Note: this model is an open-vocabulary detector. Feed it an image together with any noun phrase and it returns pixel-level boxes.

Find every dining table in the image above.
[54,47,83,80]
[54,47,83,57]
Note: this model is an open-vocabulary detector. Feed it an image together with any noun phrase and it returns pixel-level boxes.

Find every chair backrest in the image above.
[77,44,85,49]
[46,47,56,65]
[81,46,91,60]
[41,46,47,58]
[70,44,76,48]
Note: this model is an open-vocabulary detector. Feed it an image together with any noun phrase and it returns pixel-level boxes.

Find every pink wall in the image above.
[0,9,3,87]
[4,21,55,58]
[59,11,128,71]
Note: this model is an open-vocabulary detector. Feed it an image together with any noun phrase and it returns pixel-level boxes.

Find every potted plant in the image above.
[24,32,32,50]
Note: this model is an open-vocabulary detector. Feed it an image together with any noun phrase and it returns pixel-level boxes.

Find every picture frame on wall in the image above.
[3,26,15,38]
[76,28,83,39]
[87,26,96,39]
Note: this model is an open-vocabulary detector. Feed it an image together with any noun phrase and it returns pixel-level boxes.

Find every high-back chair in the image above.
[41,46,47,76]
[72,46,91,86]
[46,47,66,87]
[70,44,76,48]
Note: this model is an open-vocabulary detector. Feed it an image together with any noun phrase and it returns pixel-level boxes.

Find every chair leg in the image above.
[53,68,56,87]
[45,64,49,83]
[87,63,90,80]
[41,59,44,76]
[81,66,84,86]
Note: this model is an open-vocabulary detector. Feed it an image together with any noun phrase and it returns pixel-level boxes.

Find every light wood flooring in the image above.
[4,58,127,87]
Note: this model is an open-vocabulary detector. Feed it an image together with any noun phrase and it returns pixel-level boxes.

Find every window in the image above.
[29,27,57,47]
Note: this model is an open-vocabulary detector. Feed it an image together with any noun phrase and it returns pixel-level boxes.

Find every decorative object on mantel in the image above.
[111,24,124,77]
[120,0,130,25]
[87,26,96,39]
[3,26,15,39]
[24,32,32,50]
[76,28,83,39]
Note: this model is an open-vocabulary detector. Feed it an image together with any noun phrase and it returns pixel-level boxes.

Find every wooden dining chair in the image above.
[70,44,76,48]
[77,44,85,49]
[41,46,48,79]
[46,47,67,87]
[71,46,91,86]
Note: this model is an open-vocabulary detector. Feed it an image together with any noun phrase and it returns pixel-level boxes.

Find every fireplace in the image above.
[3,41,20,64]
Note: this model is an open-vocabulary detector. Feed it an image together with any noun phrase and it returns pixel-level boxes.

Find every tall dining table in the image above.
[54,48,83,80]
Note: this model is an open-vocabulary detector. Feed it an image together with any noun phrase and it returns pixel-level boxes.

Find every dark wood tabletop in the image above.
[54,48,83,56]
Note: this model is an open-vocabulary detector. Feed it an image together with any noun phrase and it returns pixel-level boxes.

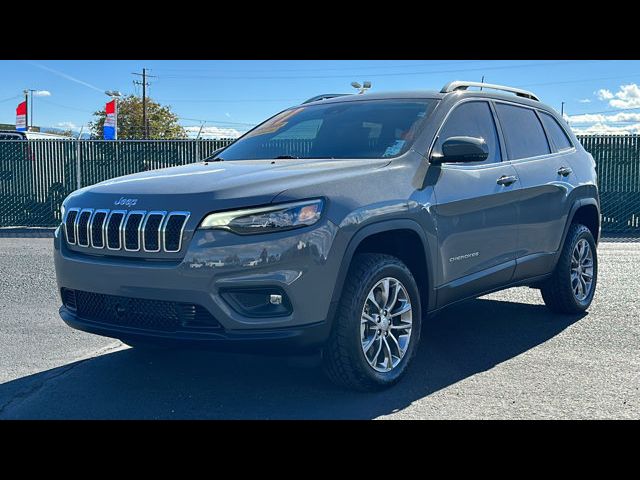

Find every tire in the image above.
[540,223,598,314]
[322,253,422,391]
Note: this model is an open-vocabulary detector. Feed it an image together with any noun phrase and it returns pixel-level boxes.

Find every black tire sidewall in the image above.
[565,226,598,310]
[348,261,422,385]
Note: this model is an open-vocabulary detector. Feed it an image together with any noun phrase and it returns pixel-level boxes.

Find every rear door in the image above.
[495,101,575,279]
[429,100,519,306]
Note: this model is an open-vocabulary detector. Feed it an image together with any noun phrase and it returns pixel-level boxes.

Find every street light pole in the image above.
[104,90,122,140]
[22,89,29,131]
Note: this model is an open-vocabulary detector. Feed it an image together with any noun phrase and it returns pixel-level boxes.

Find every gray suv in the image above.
[55,82,600,390]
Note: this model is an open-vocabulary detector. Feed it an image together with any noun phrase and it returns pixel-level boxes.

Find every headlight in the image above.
[200,199,324,235]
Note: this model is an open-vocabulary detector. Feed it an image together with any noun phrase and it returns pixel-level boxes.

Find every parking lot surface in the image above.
[0,238,640,419]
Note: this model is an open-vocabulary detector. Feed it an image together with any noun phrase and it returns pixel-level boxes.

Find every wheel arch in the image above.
[561,198,600,245]
[329,219,435,319]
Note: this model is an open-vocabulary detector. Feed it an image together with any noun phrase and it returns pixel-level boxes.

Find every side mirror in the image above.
[429,137,489,164]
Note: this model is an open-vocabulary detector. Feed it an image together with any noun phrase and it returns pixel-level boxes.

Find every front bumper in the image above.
[54,220,341,348]
[60,306,331,353]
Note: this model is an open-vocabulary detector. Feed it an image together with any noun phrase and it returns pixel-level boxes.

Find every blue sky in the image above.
[0,60,640,135]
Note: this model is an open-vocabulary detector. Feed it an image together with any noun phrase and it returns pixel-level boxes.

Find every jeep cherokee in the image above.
[54,82,600,390]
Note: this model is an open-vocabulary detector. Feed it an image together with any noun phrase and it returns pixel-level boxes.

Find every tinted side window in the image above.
[435,102,501,163]
[496,103,551,160]
[539,112,573,151]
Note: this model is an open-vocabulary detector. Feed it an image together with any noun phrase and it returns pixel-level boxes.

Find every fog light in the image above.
[269,295,282,305]
[220,287,292,317]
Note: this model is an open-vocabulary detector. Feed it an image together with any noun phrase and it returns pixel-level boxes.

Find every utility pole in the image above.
[23,89,29,131]
[133,68,156,140]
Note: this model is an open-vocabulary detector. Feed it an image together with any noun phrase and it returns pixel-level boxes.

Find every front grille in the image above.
[90,210,109,248]
[76,210,92,247]
[63,208,191,253]
[164,213,189,252]
[61,288,222,332]
[106,212,124,250]
[124,212,144,252]
[64,209,78,245]
[142,212,165,252]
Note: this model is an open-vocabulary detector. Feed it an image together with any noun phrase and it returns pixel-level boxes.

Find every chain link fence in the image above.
[0,135,640,240]
[0,139,233,227]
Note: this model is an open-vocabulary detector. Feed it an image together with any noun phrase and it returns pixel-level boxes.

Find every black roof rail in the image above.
[302,93,353,105]
[440,80,540,102]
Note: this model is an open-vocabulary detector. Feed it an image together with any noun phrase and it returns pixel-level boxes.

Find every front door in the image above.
[429,100,520,306]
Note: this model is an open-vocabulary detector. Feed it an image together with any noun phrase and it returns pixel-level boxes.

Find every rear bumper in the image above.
[60,307,331,353]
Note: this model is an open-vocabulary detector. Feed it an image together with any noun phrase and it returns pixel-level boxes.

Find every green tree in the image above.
[89,95,187,140]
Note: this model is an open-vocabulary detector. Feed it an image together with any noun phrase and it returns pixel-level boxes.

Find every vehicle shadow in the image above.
[0,299,580,419]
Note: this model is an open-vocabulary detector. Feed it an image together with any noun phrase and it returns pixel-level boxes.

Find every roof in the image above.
[296,85,552,110]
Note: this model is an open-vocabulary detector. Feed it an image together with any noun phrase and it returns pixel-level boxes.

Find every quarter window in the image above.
[496,103,551,160]
[434,102,501,164]
[540,112,573,152]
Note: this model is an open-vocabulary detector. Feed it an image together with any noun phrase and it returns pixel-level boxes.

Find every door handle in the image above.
[496,175,518,187]
[558,167,573,177]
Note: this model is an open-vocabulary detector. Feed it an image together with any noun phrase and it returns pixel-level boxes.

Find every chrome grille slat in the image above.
[142,211,167,252]
[64,208,80,245]
[162,212,191,252]
[74,208,93,247]
[89,210,109,248]
[121,210,147,252]
[104,210,127,250]
[62,208,191,253]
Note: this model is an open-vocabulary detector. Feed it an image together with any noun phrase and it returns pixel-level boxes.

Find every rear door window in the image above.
[434,102,501,164]
[496,103,551,160]
[539,112,573,152]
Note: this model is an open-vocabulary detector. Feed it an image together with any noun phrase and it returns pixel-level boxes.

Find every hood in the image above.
[68,159,389,210]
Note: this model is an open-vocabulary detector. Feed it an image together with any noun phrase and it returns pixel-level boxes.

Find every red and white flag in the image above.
[103,99,118,140]
[16,100,27,132]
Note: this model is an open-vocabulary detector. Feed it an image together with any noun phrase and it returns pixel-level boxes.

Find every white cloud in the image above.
[609,83,640,108]
[595,88,613,100]
[565,112,640,124]
[573,123,640,135]
[184,126,244,138]
[56,122,80,130]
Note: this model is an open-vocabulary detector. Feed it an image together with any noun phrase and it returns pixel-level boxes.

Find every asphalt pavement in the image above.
[0,238,640,419]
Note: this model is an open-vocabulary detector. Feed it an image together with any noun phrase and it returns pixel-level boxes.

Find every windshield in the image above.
[220,99,436,161]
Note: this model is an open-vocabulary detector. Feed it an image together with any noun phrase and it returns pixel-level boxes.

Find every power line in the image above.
[0,95,22,103]
[158,98,301,103]
[156,60,484,74]
[156,60,573,80]
[133,68,158,139]
[178,117,256,127]
[515,74,640,88]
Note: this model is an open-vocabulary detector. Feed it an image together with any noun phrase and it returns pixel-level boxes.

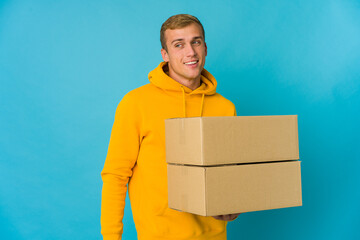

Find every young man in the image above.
[101,14,238,240]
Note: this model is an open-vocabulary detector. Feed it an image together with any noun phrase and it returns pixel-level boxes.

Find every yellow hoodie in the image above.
[101,62,236,240]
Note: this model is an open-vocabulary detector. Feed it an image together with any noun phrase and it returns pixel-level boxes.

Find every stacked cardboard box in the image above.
[165,115,302,216]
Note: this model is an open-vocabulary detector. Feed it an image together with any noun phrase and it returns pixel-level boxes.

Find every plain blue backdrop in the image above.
[0,0,360,240]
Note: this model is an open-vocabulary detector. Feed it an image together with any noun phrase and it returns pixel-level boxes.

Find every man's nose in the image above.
[186,44,196,56]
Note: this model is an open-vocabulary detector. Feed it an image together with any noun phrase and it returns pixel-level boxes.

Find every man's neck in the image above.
[169,71,200,90]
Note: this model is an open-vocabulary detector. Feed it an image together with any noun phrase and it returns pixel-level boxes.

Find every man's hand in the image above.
[213,213,240,221]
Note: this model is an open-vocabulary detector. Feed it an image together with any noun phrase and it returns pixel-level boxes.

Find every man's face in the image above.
[161,23,207,81]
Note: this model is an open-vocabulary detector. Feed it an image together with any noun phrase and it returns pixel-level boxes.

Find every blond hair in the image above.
[160,14,205,51]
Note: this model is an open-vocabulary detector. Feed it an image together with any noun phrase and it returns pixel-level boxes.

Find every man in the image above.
[101,14,238,240]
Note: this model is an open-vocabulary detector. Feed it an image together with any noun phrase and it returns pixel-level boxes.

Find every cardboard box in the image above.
[165,115,299,166]
[168,161,302,216]
[165,115,302,216]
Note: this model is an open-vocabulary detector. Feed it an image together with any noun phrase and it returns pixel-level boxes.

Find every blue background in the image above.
[0,0,360,240]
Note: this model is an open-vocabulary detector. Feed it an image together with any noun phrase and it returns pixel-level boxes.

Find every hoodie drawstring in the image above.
[180,86,186,118]
[200,93,205,117]
[180,86,205,118]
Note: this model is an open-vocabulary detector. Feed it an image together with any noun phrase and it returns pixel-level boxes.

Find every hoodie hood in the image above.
[148,62,217,95]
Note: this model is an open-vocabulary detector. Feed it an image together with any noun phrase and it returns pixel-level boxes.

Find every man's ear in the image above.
[161,48,169,62]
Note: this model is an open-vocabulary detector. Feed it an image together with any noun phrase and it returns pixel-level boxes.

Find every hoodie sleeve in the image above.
[101,94,140,240]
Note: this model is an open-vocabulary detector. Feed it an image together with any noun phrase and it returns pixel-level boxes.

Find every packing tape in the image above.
[180,194,188,211]
[181,166,189,176]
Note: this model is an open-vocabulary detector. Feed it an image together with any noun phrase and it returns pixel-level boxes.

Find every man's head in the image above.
[160,14,207,86]
[160,14,205,51]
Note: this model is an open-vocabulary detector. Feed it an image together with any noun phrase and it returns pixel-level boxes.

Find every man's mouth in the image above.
[184,60,199,66]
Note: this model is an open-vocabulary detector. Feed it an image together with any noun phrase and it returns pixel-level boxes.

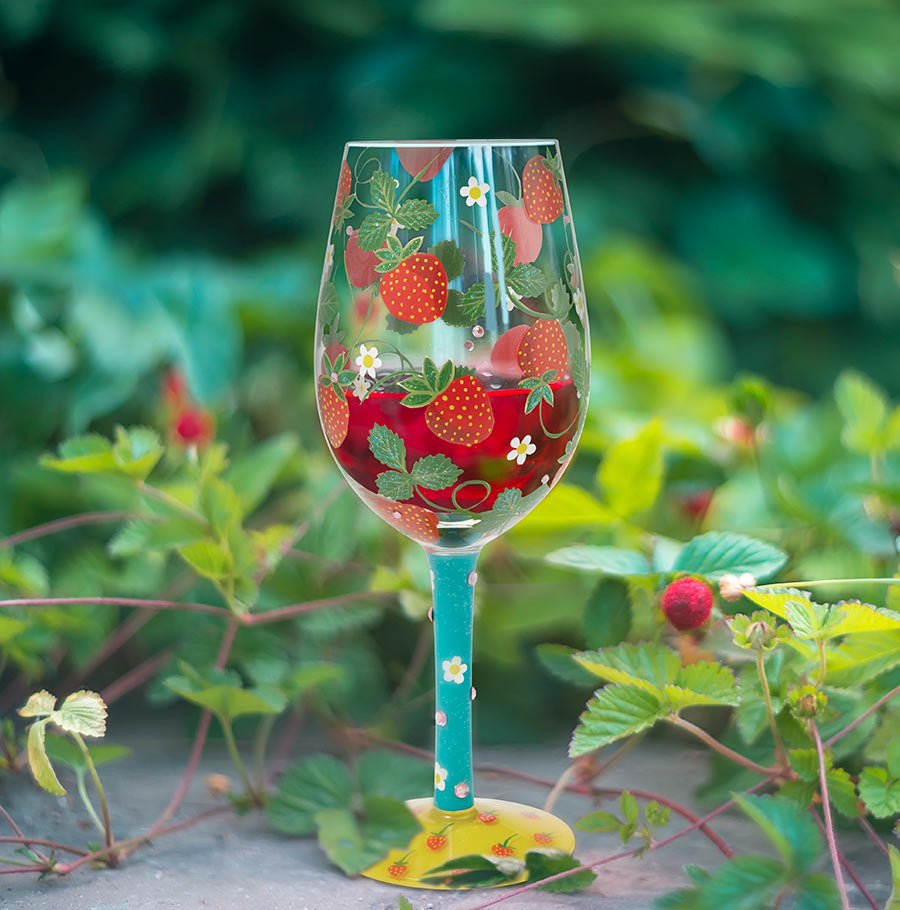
··········
STATED EXERCISE >> Copy the records starting at their first line and ending at the line that contains "[54,47,83,57]", and change "dining table" to "kitchen table" while leaving everything else untouched. Give only those lines.

EXPECTED ANSWER >>
Note: this model is an open-vocabulary detector. Feed it an image together with any noun phrase and it returns pixel-level boxes.

Find every kitchen table in the image above.
[54,47,83,80]
[54,47,83,57]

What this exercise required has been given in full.